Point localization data
* * * *

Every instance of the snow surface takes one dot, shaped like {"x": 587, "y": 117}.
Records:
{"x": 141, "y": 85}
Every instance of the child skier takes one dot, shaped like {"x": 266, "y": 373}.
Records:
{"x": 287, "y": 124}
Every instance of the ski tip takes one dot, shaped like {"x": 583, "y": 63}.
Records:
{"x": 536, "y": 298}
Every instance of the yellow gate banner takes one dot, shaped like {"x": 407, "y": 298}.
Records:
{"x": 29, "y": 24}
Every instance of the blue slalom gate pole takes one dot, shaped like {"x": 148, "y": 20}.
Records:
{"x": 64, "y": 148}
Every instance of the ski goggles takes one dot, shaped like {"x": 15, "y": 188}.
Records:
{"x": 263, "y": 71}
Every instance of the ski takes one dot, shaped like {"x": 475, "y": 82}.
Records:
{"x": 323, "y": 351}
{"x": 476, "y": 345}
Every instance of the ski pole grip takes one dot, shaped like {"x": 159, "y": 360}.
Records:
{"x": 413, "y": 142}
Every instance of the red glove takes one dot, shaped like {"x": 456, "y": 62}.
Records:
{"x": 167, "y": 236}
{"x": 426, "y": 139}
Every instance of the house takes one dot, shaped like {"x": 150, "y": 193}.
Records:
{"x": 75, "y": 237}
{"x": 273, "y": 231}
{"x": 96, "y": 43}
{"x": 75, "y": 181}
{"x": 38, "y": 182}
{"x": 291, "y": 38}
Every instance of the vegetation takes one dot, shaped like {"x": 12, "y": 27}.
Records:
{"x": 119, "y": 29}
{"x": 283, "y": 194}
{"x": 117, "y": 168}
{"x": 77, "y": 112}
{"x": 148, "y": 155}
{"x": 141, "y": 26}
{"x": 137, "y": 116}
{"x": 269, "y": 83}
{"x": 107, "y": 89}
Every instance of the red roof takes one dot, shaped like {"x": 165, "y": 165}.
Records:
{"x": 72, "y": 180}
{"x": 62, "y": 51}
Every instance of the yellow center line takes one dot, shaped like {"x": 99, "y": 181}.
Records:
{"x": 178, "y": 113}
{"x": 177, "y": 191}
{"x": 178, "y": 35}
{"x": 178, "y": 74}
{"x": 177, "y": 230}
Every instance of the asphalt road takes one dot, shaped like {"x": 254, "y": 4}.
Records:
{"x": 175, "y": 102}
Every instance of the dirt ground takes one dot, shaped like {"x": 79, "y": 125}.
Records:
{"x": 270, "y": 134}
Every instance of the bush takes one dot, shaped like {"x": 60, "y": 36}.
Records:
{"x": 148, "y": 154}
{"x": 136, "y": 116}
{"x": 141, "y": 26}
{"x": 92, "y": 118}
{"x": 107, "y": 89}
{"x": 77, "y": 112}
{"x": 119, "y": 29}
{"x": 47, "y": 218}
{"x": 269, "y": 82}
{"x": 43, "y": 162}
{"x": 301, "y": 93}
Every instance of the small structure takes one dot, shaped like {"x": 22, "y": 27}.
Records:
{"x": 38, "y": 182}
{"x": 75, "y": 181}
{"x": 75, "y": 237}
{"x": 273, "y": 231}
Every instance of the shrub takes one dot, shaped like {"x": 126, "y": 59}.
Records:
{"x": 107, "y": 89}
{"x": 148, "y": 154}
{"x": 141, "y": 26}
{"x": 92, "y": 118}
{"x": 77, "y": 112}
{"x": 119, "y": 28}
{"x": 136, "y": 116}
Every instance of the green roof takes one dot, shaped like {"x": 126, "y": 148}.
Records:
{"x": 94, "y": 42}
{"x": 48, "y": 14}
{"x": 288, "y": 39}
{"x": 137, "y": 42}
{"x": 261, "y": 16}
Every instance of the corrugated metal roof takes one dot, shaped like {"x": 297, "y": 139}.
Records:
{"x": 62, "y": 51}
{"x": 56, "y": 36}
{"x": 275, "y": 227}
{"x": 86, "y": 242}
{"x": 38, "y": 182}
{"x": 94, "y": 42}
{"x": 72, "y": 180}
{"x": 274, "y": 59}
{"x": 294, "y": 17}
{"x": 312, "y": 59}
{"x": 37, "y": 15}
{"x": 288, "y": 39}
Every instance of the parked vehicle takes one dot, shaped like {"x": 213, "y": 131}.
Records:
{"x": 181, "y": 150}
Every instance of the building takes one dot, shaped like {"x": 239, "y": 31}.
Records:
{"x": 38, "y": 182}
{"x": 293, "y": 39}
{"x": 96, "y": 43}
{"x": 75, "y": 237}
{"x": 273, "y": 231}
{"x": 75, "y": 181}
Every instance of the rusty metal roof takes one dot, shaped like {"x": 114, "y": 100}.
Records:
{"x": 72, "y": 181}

* * * *

* **Task directions**
The lines you return should be those above that contain the word "pole", every one of them.

* **Written answer**
Every instance of the blue slalom gate pole takes one dot, shaped like {"x": 148, "y": 20}.
Every instance of the ski pole grip takes one dot, shaped like {"x": 159, "y": 360}.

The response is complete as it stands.